--- TASK STATEMENT ---
Every line containing the word "below" must be pulled from the records.

Stored data
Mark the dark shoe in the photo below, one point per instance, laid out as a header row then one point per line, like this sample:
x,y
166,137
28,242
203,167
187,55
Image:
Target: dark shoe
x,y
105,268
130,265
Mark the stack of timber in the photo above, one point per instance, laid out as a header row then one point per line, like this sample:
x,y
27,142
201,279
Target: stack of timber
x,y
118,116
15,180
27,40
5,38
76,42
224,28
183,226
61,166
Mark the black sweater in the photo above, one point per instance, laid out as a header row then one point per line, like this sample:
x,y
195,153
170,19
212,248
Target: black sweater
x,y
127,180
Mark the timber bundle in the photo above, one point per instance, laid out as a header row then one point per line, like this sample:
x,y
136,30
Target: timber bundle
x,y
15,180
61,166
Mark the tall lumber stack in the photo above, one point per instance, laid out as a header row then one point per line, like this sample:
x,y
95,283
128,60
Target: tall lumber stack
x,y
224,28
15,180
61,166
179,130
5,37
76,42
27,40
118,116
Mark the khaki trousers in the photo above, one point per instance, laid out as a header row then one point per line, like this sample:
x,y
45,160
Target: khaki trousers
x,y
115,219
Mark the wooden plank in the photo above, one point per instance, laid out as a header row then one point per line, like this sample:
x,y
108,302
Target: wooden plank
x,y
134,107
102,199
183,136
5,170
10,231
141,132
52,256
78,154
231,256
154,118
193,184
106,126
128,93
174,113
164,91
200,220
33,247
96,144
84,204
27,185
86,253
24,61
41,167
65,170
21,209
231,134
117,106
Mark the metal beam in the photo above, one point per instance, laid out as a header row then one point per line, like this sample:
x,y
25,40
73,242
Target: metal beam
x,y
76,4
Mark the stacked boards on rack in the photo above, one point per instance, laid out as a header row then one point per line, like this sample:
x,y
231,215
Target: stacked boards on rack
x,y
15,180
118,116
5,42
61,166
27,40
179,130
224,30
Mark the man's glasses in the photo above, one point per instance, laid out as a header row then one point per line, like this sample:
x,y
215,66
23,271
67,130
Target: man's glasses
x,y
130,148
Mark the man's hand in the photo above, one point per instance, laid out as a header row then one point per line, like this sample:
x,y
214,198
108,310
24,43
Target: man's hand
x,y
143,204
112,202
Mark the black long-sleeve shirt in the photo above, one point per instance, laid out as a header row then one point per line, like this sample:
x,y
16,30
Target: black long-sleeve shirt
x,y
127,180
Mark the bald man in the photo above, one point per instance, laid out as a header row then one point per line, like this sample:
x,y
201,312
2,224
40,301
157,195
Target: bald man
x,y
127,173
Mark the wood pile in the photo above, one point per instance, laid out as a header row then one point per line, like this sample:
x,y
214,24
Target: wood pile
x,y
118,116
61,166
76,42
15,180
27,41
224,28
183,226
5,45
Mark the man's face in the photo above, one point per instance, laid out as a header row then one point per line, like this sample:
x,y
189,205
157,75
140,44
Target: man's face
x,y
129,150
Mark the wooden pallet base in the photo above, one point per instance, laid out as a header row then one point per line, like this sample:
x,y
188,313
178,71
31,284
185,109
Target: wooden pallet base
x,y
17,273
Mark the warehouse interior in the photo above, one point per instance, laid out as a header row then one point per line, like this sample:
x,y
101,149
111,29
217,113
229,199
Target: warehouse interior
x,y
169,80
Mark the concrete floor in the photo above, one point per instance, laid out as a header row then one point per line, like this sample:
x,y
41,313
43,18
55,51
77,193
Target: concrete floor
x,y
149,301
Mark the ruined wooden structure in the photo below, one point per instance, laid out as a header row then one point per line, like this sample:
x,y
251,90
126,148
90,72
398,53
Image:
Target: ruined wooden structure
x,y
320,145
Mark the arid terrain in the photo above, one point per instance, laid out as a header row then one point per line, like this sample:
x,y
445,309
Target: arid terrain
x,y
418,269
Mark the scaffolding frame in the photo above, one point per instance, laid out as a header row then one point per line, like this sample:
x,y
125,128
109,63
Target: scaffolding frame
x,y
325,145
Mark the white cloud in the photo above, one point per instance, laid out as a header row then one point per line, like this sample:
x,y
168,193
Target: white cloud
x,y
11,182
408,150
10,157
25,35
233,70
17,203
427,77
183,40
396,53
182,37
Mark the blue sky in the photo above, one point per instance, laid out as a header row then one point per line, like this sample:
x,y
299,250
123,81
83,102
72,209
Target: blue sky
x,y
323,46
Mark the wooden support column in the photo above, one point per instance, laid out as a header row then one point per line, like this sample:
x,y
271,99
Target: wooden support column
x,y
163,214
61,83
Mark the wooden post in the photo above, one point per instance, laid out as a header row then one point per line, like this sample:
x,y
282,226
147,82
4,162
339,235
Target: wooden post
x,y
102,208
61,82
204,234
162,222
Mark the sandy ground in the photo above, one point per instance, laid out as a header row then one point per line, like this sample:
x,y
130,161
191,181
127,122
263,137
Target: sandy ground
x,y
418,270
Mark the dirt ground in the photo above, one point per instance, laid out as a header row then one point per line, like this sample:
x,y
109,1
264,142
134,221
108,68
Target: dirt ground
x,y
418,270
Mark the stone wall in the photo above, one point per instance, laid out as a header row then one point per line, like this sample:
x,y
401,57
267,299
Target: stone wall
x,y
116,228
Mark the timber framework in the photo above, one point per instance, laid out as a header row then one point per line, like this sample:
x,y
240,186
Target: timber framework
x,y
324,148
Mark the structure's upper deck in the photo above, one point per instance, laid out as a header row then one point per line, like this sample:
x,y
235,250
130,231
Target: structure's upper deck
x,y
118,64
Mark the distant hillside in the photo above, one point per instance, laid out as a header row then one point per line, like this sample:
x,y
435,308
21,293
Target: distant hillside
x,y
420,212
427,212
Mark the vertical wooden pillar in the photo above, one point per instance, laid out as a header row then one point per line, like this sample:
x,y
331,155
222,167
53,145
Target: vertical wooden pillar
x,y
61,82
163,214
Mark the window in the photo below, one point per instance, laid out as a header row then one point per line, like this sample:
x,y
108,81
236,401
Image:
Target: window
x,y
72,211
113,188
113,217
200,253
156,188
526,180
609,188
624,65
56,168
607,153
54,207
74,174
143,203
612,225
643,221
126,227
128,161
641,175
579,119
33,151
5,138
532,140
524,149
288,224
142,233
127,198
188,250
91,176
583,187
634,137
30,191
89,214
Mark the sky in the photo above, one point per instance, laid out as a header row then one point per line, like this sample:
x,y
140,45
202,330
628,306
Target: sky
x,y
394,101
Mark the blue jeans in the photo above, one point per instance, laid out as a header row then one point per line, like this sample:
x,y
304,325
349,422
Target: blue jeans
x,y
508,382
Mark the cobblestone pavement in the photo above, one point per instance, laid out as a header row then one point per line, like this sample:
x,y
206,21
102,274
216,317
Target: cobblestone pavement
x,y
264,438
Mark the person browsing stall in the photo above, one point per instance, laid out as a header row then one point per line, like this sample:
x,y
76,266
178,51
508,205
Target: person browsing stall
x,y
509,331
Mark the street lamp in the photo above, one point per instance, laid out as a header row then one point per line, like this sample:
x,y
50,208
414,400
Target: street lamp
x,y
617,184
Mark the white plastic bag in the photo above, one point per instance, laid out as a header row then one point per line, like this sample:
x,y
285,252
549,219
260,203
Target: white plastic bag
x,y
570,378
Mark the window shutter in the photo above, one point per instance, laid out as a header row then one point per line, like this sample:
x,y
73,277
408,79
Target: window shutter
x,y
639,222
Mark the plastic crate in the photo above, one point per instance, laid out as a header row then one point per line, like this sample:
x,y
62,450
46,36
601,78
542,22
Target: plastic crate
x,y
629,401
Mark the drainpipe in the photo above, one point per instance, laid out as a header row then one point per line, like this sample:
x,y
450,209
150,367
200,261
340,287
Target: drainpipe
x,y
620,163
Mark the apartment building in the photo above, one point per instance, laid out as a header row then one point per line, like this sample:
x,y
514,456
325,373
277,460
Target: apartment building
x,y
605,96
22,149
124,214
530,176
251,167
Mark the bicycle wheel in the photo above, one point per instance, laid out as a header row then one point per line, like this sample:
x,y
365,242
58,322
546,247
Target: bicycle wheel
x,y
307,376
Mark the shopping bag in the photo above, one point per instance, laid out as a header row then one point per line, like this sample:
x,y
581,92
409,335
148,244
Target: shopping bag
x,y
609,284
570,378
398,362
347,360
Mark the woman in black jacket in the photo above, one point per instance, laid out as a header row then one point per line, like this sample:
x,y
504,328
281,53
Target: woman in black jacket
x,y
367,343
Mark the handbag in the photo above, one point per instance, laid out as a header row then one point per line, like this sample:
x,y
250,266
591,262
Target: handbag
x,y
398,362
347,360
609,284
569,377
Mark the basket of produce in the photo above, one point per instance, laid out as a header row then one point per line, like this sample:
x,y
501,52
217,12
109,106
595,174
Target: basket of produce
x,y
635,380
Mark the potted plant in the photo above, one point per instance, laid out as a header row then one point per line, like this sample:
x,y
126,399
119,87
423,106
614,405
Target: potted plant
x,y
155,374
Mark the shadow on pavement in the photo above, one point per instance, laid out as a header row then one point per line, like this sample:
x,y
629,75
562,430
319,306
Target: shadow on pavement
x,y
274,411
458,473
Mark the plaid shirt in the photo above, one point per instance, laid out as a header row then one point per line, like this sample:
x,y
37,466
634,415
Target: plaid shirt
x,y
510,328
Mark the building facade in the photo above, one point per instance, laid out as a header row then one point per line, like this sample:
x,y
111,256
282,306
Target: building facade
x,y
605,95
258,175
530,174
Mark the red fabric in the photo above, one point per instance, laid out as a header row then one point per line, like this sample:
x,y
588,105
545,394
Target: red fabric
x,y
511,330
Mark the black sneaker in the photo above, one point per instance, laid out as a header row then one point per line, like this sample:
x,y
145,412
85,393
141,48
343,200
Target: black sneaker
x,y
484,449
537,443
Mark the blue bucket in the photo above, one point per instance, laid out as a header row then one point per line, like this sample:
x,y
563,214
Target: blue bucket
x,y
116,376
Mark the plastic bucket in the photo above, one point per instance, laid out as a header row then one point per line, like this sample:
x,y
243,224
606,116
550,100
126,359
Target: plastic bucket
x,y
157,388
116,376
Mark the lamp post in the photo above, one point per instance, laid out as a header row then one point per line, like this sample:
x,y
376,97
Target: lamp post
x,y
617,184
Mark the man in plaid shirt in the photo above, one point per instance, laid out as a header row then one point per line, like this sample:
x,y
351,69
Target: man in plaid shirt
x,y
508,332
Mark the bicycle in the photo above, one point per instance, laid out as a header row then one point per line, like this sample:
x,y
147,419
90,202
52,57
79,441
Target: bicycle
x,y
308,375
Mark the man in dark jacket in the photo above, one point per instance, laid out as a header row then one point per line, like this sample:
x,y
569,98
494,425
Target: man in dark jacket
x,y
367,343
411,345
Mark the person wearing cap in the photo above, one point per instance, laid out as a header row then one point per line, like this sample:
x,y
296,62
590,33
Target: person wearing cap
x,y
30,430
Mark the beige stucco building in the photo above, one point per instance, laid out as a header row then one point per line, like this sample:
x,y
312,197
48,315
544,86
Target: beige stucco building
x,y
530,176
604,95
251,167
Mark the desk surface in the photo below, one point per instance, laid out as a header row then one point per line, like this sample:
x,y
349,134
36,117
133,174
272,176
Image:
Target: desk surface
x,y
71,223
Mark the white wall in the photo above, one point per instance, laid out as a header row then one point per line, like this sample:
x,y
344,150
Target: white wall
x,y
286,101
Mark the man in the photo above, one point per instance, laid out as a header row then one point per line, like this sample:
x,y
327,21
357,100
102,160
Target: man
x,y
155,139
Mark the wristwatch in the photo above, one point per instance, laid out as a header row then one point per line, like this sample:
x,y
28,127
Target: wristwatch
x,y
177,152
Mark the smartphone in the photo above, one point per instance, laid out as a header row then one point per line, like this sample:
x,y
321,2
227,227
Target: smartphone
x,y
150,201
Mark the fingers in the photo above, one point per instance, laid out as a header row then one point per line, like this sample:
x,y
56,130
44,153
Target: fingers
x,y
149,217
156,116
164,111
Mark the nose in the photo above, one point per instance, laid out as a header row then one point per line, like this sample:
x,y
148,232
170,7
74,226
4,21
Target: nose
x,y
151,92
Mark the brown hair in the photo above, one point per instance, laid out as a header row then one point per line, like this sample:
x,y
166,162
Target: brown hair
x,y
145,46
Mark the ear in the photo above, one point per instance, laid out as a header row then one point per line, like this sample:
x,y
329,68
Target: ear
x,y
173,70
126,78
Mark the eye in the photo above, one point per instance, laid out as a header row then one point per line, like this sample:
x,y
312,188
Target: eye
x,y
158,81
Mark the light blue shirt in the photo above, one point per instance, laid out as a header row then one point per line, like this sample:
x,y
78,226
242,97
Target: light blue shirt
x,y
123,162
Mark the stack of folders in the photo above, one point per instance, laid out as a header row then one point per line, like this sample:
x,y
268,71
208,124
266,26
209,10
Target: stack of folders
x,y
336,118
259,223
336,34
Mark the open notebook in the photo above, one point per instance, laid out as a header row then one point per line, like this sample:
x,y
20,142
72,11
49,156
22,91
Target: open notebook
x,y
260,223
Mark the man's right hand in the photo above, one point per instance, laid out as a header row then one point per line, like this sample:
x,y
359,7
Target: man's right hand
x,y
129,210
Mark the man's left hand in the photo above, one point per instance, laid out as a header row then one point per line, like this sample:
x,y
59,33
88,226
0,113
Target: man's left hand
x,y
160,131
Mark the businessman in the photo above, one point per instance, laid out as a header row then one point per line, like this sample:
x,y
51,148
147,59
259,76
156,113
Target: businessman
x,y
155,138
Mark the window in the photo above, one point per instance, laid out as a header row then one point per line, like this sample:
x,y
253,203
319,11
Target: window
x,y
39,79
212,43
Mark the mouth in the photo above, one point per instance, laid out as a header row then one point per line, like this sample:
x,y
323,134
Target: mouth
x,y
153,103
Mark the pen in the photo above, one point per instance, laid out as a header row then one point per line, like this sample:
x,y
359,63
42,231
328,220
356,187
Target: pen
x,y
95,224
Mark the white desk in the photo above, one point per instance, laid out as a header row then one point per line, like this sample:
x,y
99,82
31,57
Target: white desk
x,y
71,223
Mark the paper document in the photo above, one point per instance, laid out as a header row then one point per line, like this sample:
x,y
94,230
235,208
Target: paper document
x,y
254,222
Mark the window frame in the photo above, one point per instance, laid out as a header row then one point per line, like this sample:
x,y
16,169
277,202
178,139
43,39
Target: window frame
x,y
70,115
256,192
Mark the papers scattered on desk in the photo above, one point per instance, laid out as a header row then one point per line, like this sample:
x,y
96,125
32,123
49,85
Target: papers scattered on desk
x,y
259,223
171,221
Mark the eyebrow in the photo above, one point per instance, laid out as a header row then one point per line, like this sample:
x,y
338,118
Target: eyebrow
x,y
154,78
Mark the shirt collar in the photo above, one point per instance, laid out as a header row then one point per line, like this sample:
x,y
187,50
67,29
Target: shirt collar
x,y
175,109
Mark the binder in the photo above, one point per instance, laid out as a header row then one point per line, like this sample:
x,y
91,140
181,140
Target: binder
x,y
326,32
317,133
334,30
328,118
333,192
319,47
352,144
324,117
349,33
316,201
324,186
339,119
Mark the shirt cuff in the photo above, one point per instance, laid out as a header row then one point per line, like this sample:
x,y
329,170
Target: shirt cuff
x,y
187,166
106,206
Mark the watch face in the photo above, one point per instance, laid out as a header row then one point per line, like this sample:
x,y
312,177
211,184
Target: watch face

--- TASK RESPONSE ---
Mark the dark shoe in the photo below, one point per instance, laid out as a header row then one point per line, like this sample:
Mark the ruined wooden structure in the photo below, one point per instance, laid out as a header row then one point per line, like this sample:
Mark the window in the photo below, one point per instance, laid out as a header row then one point per line, like this sample:
Mark the desk surface in the photo below, one point per instance, laid out as a header row then one point per line, like this sample:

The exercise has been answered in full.